> _WRITTEN PROBLEM_
Pick out every line of the items below that contains the string "stone" and copy each of those lines in full. Case counts.
[Start]
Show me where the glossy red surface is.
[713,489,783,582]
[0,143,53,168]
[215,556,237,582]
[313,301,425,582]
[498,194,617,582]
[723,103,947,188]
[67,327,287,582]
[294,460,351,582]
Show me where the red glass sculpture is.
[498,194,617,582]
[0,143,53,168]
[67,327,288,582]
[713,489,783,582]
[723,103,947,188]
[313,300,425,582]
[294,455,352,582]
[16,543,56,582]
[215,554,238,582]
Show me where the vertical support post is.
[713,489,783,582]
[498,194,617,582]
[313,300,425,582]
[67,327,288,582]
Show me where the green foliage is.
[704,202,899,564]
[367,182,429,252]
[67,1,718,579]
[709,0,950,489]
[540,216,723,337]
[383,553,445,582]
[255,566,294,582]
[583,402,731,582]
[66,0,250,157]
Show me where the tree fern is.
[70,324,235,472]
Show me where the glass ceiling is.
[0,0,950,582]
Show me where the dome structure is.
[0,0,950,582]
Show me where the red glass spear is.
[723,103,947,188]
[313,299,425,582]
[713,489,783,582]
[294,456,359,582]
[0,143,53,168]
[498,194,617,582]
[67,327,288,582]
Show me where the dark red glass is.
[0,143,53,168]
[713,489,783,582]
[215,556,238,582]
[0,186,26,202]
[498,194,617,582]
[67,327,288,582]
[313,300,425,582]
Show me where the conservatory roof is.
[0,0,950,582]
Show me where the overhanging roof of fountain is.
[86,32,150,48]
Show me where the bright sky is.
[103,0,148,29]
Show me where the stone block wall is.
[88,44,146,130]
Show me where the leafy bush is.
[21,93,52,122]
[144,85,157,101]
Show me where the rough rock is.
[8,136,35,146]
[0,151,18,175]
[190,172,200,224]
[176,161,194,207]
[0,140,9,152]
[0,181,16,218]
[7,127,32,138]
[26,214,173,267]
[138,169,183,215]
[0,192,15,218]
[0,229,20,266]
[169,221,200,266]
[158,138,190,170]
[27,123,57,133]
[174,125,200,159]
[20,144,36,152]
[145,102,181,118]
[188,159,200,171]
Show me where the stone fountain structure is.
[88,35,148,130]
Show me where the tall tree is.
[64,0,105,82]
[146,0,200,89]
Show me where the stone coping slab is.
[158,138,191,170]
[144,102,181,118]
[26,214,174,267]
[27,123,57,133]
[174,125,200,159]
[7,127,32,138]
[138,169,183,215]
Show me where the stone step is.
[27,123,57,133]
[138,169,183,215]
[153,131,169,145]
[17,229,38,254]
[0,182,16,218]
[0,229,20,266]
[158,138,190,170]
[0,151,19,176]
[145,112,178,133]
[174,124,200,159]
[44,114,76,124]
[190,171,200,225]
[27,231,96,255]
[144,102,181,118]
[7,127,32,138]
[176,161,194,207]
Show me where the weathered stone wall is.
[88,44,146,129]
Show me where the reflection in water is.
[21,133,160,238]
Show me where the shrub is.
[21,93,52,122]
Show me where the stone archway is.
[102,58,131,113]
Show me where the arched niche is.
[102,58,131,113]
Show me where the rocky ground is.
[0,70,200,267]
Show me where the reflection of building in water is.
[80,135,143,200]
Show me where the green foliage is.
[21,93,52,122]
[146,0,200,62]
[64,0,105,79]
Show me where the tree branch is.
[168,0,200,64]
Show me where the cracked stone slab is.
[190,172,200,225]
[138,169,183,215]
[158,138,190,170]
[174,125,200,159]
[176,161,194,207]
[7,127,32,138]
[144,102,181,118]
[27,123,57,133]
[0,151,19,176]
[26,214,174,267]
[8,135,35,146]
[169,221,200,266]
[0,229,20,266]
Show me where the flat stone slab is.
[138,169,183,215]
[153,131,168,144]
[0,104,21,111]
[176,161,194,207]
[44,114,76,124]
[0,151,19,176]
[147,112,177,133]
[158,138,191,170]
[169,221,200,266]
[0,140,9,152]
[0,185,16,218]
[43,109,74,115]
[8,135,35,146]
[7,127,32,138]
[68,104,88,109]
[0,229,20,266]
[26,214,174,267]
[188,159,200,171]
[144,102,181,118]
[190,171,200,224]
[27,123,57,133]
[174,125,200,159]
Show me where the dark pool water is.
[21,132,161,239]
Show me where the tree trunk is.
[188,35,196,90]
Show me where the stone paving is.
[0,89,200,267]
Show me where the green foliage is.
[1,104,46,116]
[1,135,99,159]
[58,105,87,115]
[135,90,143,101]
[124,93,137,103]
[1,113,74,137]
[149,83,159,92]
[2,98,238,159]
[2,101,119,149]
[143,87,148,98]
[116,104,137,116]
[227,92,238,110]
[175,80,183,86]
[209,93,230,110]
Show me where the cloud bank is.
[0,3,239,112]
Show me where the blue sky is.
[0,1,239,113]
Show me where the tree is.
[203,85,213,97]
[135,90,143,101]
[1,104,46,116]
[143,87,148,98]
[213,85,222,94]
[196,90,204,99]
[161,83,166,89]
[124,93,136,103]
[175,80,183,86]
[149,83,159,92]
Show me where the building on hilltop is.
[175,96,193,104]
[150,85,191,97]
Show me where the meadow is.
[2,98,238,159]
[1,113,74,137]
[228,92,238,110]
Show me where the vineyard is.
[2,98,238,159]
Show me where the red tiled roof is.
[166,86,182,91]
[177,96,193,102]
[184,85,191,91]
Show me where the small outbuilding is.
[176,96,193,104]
[End]
> _RESPONSE TO THIS TASK_
Show me where the stone block wall is.
Show me where the stone fountain structure is.
Show me where the stone coping slab is.
Show me where the stone step is.
Show me where the weathered stone wall is.
Show me where the stone archway is.
Show me where the cracked stone slab is.
Show me where the flat stone slab is.
Show me where the stone paving is.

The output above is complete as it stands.